> **Required work**: Reproduce every line of the following entries verbatim, with no changes.

> **Records**:

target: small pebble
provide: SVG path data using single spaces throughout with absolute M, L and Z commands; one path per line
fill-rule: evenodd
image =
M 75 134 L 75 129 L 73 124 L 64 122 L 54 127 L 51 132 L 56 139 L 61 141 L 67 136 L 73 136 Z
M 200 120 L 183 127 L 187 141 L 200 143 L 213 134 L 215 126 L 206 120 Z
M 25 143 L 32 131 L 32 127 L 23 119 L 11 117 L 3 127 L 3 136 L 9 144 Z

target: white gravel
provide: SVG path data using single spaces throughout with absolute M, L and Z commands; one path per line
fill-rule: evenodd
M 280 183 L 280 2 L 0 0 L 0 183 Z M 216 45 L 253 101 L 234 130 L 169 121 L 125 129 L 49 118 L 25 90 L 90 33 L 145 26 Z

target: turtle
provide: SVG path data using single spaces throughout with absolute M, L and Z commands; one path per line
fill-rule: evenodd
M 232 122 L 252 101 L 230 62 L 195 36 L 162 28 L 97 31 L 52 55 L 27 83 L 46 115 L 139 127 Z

> **Right answer**:
target: small pebble
provide: SVG path data using single spaces throughout with absolute M, L and Z commands; one path per line
fill-rule: evenodd
image =
M 75 134 L 75 129 L 73 124 L 64 122 L 54 127 L 51 132 L 56 139 L 61 141 L 67 136 L 73 136 Z
M 200 120 L 183 127 L 187 141 L 200 143 L 213 134 L 215 126 L 206 120 Z
M 25 143 L 32 131 L 32 127 L 23 119 L 11 117 L 3 127 L 3 136 L 9 144 Z

target: white gravel
provide: SVG path data using single spaces throughout with absolute M, L and Z commands; one path per line
fill-rule: evenodd
M 280 183 L 280 2 L 0 0 L 0 183 Z M 216 45 L 253 101 L 234 130 L 169 121 L 125 129 L 49 118 L 25 90 L 90 33 L 145 26 Z

target: turtle
provide: SVG path data using single spaces throughout with absolute M, L and Z commands; one path per line
fill-rule: evenodd
M 232 122 L 252 101 L 230 62 L 195 36 L 162 28 L 97 31 L 52 55 L 27 83 L 46 115 L 139 127 Z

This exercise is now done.